Job hunting can be daunting, with opportunities varying widely across regions. Knowing which states have the most job openings can greatly aid in making informed career decisions. Join us as we identify the states with the highest and lowest job openings in the US.
This list is based on a report by Schmidt & Clark, which analyzed the latest Bureau of Labor Statistics (BLS) data on job opening rates during this period. The analysis highlights the monthly percentage of unfilled jobs in each state.
Here are the top five states with the highest job openings.
Alaska
According to the BLS data, the study by Schmidt & Clark found that Alaska had the highest job opening rate between April 2023 and April 2024. The average job opening rate in this period has been 7.35%, whereas August 2023 was the peak, with an 8.9% job opening rate. The lowest was recorded in January 2024, with 6.7%. These numbers can be explained by the fact that Alaska’s economy heavily relies on industries susceptible to seasonal variations, such as tourism, fishing, and oil and gas extraction. The summer months, when tourist activity is at its peak, typically witness a surge in job openings across various sectors. Conversely, the winter months, characterized by reduced economic activity in these industries, lead to a contraction in the job market.
━━━━━━━━
Challenges:
A. According to the article on state job openings, what was Alaska's average job opening rate from April 2023 to April 2024?
B. Continue the article on state job openings from its final sentence.
━━━━━━━━
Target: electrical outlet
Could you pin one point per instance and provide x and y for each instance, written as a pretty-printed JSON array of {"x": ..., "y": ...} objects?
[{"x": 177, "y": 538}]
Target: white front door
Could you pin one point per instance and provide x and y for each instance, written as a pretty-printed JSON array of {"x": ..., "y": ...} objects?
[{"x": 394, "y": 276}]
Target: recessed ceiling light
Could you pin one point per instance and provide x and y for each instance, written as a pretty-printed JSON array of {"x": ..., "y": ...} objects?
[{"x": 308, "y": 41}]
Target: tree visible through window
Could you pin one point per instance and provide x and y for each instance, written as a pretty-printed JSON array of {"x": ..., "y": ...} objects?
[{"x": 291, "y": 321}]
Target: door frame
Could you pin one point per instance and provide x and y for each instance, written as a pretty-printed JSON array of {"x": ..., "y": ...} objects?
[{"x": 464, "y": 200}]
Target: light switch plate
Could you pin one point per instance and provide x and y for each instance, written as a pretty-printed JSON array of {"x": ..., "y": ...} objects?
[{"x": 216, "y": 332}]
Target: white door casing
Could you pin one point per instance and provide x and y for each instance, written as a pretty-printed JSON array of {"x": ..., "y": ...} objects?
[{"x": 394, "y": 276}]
━━━━━━━━
Per-task answers:
A. 7.35%

B.
West Virginia
West Virginia had the second-highest job opening rate, 6.2%. In May 2023, the state witnessed the highest, 7.4%, and in February 2024, it hit its lowest, 5.6%. The state’s reliance on industries like coal mining and manufacturing has undergone substantial shifts. A mix of economic diversification efforts, infrastructure development projects, and potential labor shortages due to outmigration might contribute to the higher job openings.
South Carolina
South Carolina had the third-highest job opening rate at 6.69%. The rate peaked at 7.2% in May 2023 and reached its lowest at 6.2% in April 2024. The high rate in May 2023 may reflect seasonal or industry-specific booms, while the decline to 6.2% suggests market stabilization. According to BLS, management occupations provided the highest employment in May 2023. The state’s growing manufacturing and service sectors and potential labor shortages contribute to this sustained job opening rate.
Colorado
Colorado had an average job opening rate of 6.53% in the said period. April 2023 saw the highest opening rates with 8.2%, and June 2023 saw the lowest with 5.9%. There was no such clear pattern with the fluctuations. However, this volatility could be attributed to factors such as the state’s tourism-driven economy, with higher openings during peak seasons and lower rates during off-peak times. Additionally, Colorado’s growing tech and outdoor recreation industries might also contribute to employment fluctuations.
Montana
Montana was the fifth state with the highest job openings, with 6.43%. The state experienced the highest job opening rates in April 2023, at 7.3%, and the lowest in March and April 2024, at 5.9%. From the data, it can be said that Montana’s job market reflects a pattern of seasonal variation. According to BSL’s May 2023 data, management occupations gave out one the highest number of employment in Montana. The peak season was likely due to factors such as agriculture, tourism, and construction activity. The subsequent decline suggests a return to more normalized levels, potentially influenced by weather conditions and industry cycles.
Here are the five states that had the lowest job openings between April 2023 and April 2024.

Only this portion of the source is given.